**Tasks to complete**:
**a.** Answer these from the complaint about Vodafone's price increase, one line each:
(i) Which contract clause does Vodafone rely on to impose the increase?
(ii) In the contract's example of a fundamental failure, how many days in a row must the entire UK network fail?
(iii) Over how many months of usage did Vodafone say it looked at the customer's bills?
**b.** Reproduce a passage of the complaint about Vodafone's price increase. Begin at the words "My claim is" and stop after "its’ contact terms.".
**c.** Write the next part of the complaint about Vodafone's price increase, carrying on after its last sentence.

++++ Text shown ++++

My claim is NOT in connection with the Vodafone contract definition of Material detriment, but the Ofcom regulation definition of Material Detriment. The Ofcom regulation must override any term placed in the contract, as if the contract was allowed to override regulation then the regulations would be meaningless as Vodafone could simply “over rule” them via its’ contact terms.
Vodafone are relying on their contract clause 11b to impose this price increase on me which sates:
.
11 Ending this agreement
b) You may end this agreement by writing to us if:
• we don't do something fundamental that we should have done under this agreement (for example, if there is a complete failure of the entire UK network for seven days in a row due to something we have done), within seven days of you asking us in writing;
• we tell you that there will be an increase in the plan charge (calculated before the addition of VAT or other levy) and you write to us within one month of us telling you about the increase;
• we change this agreement to your material detriment. This includes (i) increasing charges in the UK (calculated before the addition of VAT or other levy) which has the effect of increasing your total charges (based on your usage in any of your last 3 bills) by more than 10% when compared with the charges 12 months prior to the increase; or (ii) changing or withdrawing services. We will tell you if this is the case. You need to write to us within one month of us telling you about the change, withdrawal or increase. This does not apply if this is a change to or withdrawal of third party services not included in your plan, which we and you can cancel (or stop using) without ending this agreement.
They have then stated to me:
“We have looked at your usage over the last 3 months and can see that your bills would not have increased by more than 10% as a result of the price increase. Therefore you are not eligible to cancel under the 10% clause.”
I believe the term highlighted in red is not complaint with GC 9.6 for the following reasons:
- GC 9.6 does NOT place a 3 month time limit on considering if a change is likely to be of material detriment to me; it is over the life of the contract;
- GC 9.6 looks forward not backward when considering if a change is likely to be of Material Detriment, and
- GC 9.6 makes no reference to 10% being a trigger point for a change to be of Material Detriment, indeed I will show that Ofcom intended Material Detriment to mean changes that were not to my benefit or at least neutral on me (over the life of the contract).

++++ Information shown ++++

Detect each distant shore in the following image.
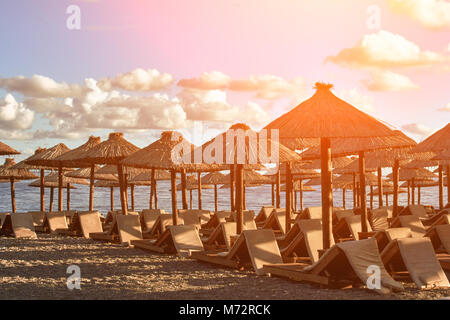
[0,234,450,300]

++++

**The answers**:
**a.**
(i) Clause 11b
(ii) Seven days
(iii) The last 3 months

**b.**
My claim is NOT in connection with the Vodafone contract definition of Material detriment, but the Ofcom regulation definition of Material Detriment. The Ofcom regulation must override any term placed in the contract, as if the contract was allowed to override regulation then the regulations would be meaningless as Vodafone could simply “over rule” them via its’ contact terms.

**c.**
General condition 9.6 states:
(a) give its Subscribers adequate notice not shorter than one month of any modifications likely to be of material detriment to that Subscriber;
(b) allow its Subscribers to withdraw from their contract without penalty upon such notice; and
(c) at the same time as giving the notice in condition 9.6 (a) above, shall inform the Subscriber of its ability to terminate the contract without penalty if the proposed modification is not acceptable to the Subscriber.
In the regulatory context it is clear that there is no 3 month time limit on considering if a change is “likely to be of material detriment”, it is also clear that there is no reference to 10% being a trigger for Material Detriment.
Ofcom have clearly articulated what is meant by Material Detriment when explaining why the term was introduced into GC 9.6 by OFTEL and retained by Ofcom (from Ofcom publication “ Price rises in fixed term contracts - Decision to issue Guidance on General Condition 9.6”, Published in October 2013”) and the following applies to pre 23rd January contracts and all “out of bundle” price increases:
"Our intention was to reflect our general duties and principles of good administration and proportionality in particular. We sought, in light of these, not to rule out contract variations altogether. For example, those beneficial to, or having a neutral impact on, a subscriber.”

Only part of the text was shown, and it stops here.